▶ What you need to do:
For this exercise, write out the whole listing below exactly, omitting its images.

··· Given entries

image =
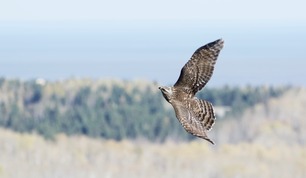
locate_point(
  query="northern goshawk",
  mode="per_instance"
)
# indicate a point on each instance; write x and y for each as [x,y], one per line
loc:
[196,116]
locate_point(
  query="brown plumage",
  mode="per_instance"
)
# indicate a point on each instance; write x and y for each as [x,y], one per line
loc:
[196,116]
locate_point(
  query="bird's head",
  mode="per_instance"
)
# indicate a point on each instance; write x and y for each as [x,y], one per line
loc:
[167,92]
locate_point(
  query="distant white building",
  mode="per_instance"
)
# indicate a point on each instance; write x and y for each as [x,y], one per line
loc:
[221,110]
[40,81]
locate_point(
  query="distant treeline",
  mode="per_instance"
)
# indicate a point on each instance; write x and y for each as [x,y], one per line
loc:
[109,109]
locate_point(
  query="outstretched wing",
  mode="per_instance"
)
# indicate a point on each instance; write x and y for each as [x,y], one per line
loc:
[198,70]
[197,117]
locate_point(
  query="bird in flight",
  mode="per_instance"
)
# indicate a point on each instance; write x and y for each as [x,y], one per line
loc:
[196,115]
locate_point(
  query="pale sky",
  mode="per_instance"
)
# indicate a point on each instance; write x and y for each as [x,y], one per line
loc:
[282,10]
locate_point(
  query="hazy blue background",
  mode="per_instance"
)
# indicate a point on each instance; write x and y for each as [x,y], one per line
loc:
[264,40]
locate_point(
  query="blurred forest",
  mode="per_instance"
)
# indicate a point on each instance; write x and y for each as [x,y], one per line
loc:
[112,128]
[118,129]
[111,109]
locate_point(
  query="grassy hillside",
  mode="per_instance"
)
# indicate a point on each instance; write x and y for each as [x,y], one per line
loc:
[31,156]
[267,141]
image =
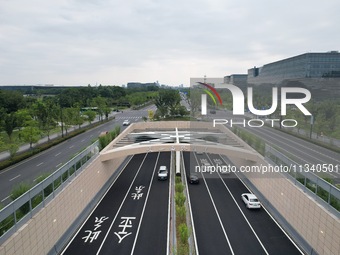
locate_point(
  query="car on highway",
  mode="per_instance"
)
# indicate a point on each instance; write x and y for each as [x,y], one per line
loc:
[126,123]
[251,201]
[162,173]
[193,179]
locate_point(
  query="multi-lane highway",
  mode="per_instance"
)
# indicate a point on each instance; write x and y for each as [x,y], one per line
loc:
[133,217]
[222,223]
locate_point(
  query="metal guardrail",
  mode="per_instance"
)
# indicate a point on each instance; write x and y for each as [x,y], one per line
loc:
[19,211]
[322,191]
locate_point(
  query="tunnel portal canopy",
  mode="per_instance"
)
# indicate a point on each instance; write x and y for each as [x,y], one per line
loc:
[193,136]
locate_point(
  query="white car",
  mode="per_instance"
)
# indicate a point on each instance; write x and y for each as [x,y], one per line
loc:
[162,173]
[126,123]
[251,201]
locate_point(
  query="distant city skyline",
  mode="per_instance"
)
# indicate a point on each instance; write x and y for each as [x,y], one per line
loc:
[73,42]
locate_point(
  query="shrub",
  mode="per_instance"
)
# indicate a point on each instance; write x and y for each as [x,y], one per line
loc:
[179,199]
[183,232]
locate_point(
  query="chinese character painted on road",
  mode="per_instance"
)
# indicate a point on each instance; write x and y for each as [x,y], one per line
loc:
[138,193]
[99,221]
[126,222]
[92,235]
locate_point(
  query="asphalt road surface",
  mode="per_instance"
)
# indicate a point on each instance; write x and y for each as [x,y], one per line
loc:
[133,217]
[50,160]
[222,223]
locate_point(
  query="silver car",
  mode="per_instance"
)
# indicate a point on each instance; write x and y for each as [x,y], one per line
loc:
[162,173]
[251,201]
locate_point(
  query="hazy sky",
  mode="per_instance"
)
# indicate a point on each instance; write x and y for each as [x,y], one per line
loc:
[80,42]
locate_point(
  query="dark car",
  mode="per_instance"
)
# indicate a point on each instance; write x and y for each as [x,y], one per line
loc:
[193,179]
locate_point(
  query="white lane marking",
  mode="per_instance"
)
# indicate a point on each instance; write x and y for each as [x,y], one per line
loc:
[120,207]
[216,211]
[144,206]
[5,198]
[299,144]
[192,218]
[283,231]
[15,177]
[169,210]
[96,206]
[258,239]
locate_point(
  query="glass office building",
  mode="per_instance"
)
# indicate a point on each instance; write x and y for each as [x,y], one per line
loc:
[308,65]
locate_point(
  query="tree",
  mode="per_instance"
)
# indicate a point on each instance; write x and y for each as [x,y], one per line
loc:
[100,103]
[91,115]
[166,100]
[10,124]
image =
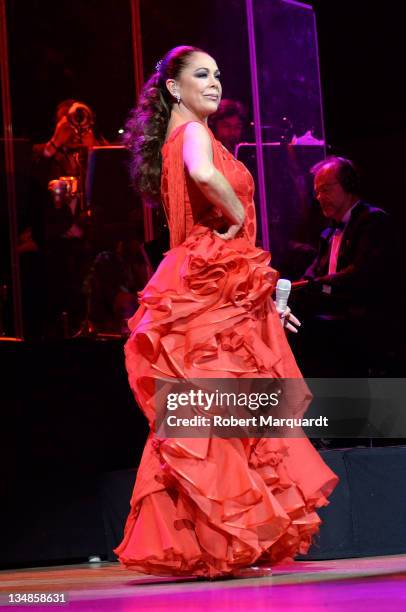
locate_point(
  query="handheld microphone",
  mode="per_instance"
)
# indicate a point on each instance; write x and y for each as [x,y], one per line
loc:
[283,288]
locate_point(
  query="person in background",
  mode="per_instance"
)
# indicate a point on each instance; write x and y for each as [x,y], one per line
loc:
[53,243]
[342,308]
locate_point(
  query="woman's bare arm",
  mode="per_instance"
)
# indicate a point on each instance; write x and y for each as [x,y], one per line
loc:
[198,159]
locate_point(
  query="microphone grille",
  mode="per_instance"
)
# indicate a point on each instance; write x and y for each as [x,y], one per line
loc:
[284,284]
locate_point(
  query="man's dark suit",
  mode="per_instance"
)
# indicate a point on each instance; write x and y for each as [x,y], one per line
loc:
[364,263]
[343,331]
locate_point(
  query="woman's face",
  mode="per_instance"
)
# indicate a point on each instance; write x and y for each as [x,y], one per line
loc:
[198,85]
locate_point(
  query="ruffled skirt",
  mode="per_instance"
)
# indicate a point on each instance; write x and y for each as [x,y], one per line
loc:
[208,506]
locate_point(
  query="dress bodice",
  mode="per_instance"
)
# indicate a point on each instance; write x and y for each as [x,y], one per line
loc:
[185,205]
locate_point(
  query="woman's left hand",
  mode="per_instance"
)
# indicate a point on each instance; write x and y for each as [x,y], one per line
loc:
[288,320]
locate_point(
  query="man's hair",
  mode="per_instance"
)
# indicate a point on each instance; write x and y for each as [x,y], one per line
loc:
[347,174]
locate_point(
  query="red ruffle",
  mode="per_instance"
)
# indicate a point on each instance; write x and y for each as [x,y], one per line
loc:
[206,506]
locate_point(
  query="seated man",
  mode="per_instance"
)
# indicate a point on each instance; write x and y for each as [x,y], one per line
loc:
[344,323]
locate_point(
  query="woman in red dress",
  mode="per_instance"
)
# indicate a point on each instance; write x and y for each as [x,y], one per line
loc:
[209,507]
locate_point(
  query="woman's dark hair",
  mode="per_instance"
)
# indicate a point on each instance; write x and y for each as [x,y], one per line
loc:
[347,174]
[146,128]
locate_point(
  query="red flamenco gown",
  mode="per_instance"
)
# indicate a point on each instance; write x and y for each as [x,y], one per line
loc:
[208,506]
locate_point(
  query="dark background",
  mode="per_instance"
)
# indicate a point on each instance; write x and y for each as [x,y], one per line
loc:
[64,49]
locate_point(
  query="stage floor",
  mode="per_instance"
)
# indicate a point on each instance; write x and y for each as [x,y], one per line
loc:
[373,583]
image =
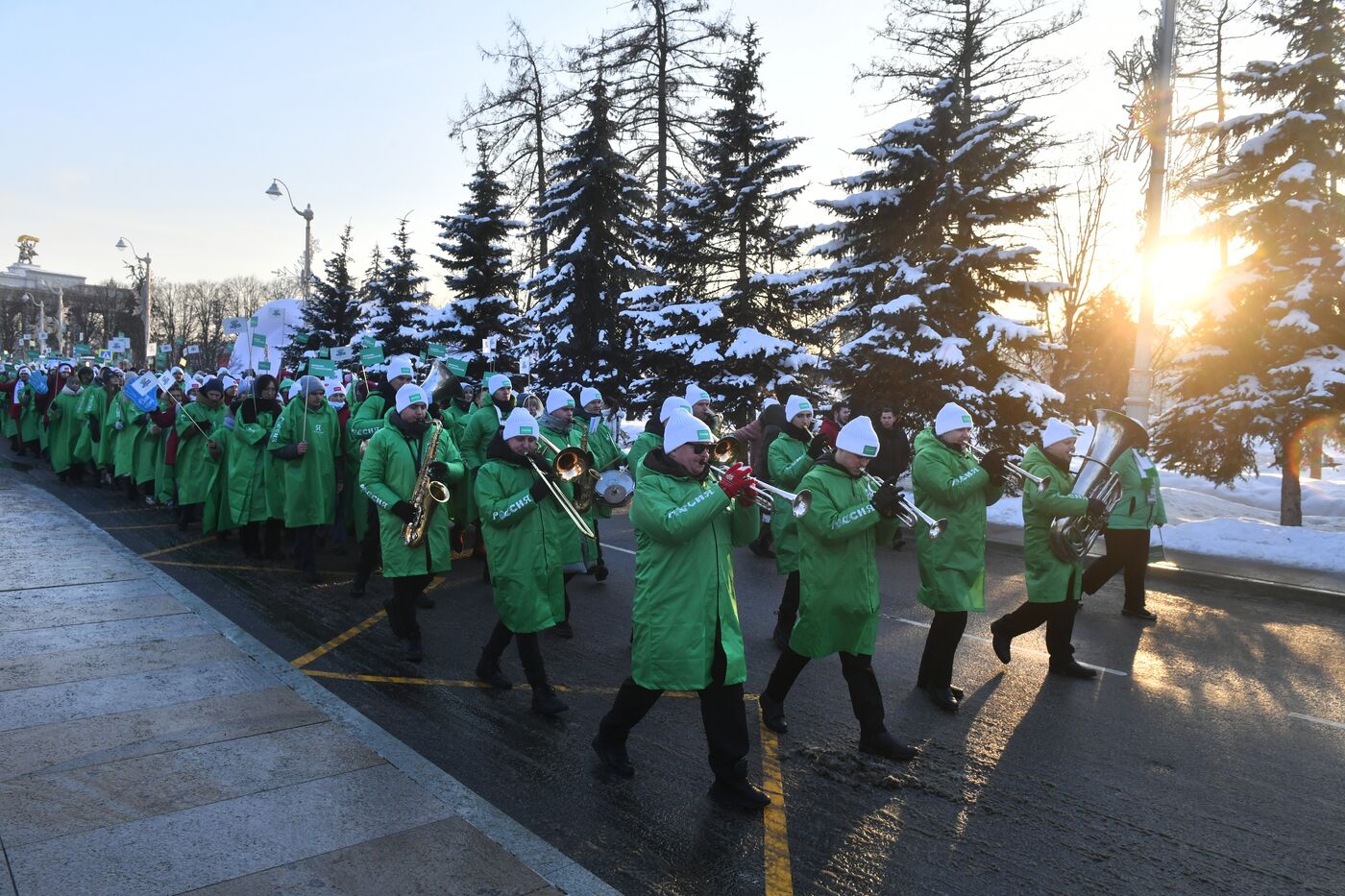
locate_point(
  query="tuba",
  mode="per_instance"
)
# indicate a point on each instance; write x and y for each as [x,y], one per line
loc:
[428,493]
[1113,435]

······

▶ Reply:
image =
locate_point(
  query="northern goshawk",
  mode="per_instance"
)
# indicate a point on each instance; write x and y for each as [x,y], one per line
loc:
[196,116]
locate_point(
  query="brown plumage",
  mode="per_instance"
)
# indicate a point on each instance; write x and y for each as [x,y], one per line
loc:
[196,116]
locate_point(
  query="bird's head",
  mode="per_instance"
)
# indicate a point on each instance; write x and y for each as [x,y], one per line
loc:
[167,92]
locate_point(
  query="distant white building",
  mode="per_instance"
)
# indicate a point on each instance; write x and y for each as [x,y], one per line
loc:
[221,110]
[40,81]
locate_point(
  query="distant treeline",
  mode="per_instance"
)
# indicate a point on each instance; write x and y for each as [x,y], one per line
loc:
[109,109]
locate_point(
  query="outstretched wing",
  mode="per_instance"
)
# indicate a point on each instance; write x and y for each as [x,y], one per line
loc:
[198,70]
[197,117]
locate_point(
  query="bird in flight",
  mode="per_instance"
)
# indicate a point on each instance; write x and y for each as [x,y], one per line
loc:
[196,115]
locate_point(
  query="pale sky",
  mode="per_instance"
)
# indicate a point on each instance; write x and y for each as [x,y], one per line
loc:
[282,10]
locate_point(
  query="hazy blue background",
  mode="per_instance"
)
# indicate a point on each instance; write x and y for each as [x,y], one per line
loc:
[264,40]
locate_point(
  query="blurred forest",
  mode="per_instance"
)
# indicate a point on each instance; write x and y for each as [x,y], one per line
loc:
[112,128]
[118,129]
[111,109]
locate_point(
  query="grassy hillside",
  mode="per_instance"
)
# indicate a point on each instance; write x and y for each as [x,y], one per line
loc:
[31,156]
[267,141]
image =
locate_point(
  query="car on highway",
  mode="per_instance"
)
# indicate a point on each instance; write x and y for each as [x,y], one per line
loc:
[126,123]
[251,201]
[162,173]
[193,179]
locate_point(
  query="multi-lane highway",
  mode="per_instance"
)
# indicate a point on each instance; write x and y for each as [x,y], one per line
loc:
[133,217]
[222,223]
locate_point(
  query="metal guardrail",
  mode="per_instance"
)
# indicate a point on each instance; write x and y for each as [x,y], one per line
loc:
[19,211]
[322,191]
locate_point(
  query="tunnel portal canopy",
  mode="per_instance"
)
# indicate a point on each instance; write x and y for each as [x,y], one per line
loc:
[193,136]
locate_point(
  query="white car",
  mode="per_instance"
)
# indicate a point on each instance; write x and y for each as [x,y], one per line
loc:
[162,173]
[126,123]
[251,201]
locate_point(
  query="distant city skyline",
  mode="per_instance"
)
# indicate a point on each instance; write x and y for each as [x,y], one per line
loc:
[73,42]
locate_point(
  query="shrub",
  mode="per_instance"
)
# indicate a point on each instance; write x and y for each as [x,y], one per line
loc:
[179,199]
[183,232]
locate_point(
  query="chinese character painted on road",
  mode="per_instance"
)
# indicate a point on each instance; write x and y for each as [x,y], one per line
loc:
[138,193]
[99,221]
[126,222]
[92,235]
locate_point(
  query="asphalt road surface",
  mode="per_instance"
)
# indicate a point on each instance; write x and y for each as [x,y], one per line
loc:
[133,217]
[50,160]
[222,223]
locate_point(
  query="silver car",
  mode="per_instance"
)
# indicate a point on each instance; write x and y for each as [x,y], one per line
loc:
[162,173]
[251,201]
locate_point(
  query="hazy sky",
  mode="per_instance"
)
# indicate a point on each instance; write x and y for each as [x,y], one per line
loc:
[80,42]
locate_point(
  query="dark car",
  mode="per_instance"
)
# indicate a point on each instance; write x and y for each as [x,y], one per line
loc:
[193,179]
locate_point(
  query="white lane marking",
  mode="per_instance"
)
# indicate a point on each instance; write x and y for each as [x,y], one per line
loc:
[120,207]
[216,211]
[144,206]
[5,198]
[299,144]
[192,218]
[283,231]
[15,177]
[169,210]
[96,206]
[258,239]
locate_point(
  query="glass office building",
  mode="per_instance"
)
# indicate a point on each instance; write x and y for each as [x,y], one per line
loc:
[308,65]
locate_point(
  query="tree",
  mode="per_instance"
)
# indicate a point on each instance; write x and y for each as [x,y], one per line
loc:
[100,103]
[91,115]
[166,100]
[10,124]
image =
locate_point(
  query="handheld microphone",
  mode="per_instance"
)
# indicate a point on each instance; write x and y for each as [x,y], one per line
loc:
[283,288]
locate_point(
  query="person in background",
  mode="per_instance"
)
# indicate a point on each instance; write x and y for each as [x,y], one per line
loc:
[53,243]
[342,308]
locate_point(
  query="woman's bare arm",
  mode="per_instance"
)
# indicate a point on each instance; write x and y for each as [x,y], one per line
loc:
[198,159]
locate_point(
  query="microphone grille",
  mode="per_instance"
)
# indicate a point on each instance; write x and y for each as [x,y], one per line
loc:
[284,284]
locate_point(
  query="man's dark suit",
  mode="per_instance"
)
# indicate a point on each instance; write x and y for each as [x,y], one per line
loc:
[364,263]
[343,331]
locate_point(
  query="woman's face",
  mode="per_instance"
)
# indicate a point on each instance; write x and y for each as [x,y], one per line
loc:
[198,85]
locate_point(
  query="ruffled skirt",
  mode="per_instance"
)
# indicate a point on each instance; write x and y for each as [x,y], one per line
loc:
[208,506]
locate_point(
  query="dress bodice",
  mode="per_instance"
)
# indicate a point on each instance; write x and y for each as [x,y], one per line
loc:
[185,205]
locate_point(
  query="woman's left hand",
  mode="per_instance"
)
# indicate a point on each instance; write x and y for each as [x,y], one per line
loc:
[288,320]
locate_point(
  query="man's hair",
  mode="per_instance"
)
# indicate a point on each instance; write x and y for each as [x,y], one per line
loc:
[347,174]
locate_point(
  query="red ruffle",
  mode="per_instance"
)
# indicate a point on each instance; write x and y for each as [x,y], one per line
loc:
[206,506]
locate_point(
  query="seated man",
  mode="per_instance"
)
# indicate a point on each instance; write x and y for each as [x,y], one per line
loc:
[344,323]
locate_point(
  query="woman in red dress",
  mode="per_instance"
)
# indicate a point on each instance; write x and y for each as [x,y], one per line
loc:
[209,507]
locate_point(
  query="woman's dark hair",
  mode="per_instance"
)
# indicate a point on each instance; write x and y for each as [x,y], one per line
loc:
[347,174]
[146,128]
locate_point(
  query="red flamenco gown",
  mode="per_instance"
)
# indicate a point on each instance; write x and y for each as [x,y], one per line
loc:
[208,506]
locate_point(
  query="dark background",
  mode="per_instance"
)
# indicate a point on each instance; write x and y for each as [x,y], one per line
loc:
[64,49]
locate_point(
  query="stage floor",
  mode="per_instance"
)
# indicate a point on each instance; write x and y for each as [x,y], one per line
loc:
[373,583]
image =
locate_point(
  query="tuba",
  mode="per_instance"
)
# indicate a point on each instance; write x and y for each as [x,y], one per line
loc:
[428,493]
[1113,435]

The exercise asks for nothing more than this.